• [INFORMATION SHOWN]:
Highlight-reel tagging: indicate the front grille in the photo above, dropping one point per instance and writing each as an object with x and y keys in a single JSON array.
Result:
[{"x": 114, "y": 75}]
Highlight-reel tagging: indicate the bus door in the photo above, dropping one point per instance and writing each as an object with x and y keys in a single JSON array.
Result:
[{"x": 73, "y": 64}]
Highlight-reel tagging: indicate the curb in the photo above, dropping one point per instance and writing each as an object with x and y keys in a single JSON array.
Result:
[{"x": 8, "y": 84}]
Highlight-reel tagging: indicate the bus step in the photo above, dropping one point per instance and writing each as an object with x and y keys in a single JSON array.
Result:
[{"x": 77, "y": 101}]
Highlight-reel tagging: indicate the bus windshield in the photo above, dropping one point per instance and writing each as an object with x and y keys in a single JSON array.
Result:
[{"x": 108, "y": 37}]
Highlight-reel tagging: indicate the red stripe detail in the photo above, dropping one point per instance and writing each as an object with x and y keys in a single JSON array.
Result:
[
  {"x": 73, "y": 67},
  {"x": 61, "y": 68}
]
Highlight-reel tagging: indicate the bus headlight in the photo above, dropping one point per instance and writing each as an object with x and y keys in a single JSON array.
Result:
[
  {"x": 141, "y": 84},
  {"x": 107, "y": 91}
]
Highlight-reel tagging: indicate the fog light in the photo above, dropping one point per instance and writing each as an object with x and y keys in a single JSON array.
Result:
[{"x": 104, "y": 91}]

• [GIVEN REQUEST]:
Starting with the line containing "Highlight-reel tagging: indicate the fog" and continuing through the end of the entries, rewrite those lines with "fog light" swapped for "running light", leaving everything else unchanged.

• [COMPLETE OUTPUT]:
Highlight-reel tagging: indicate the running light in the photo above, dropping one point per instance and writing each as an object with x and y keys in a single JSON array.
Result:
[{"x": 104, "y": 91}]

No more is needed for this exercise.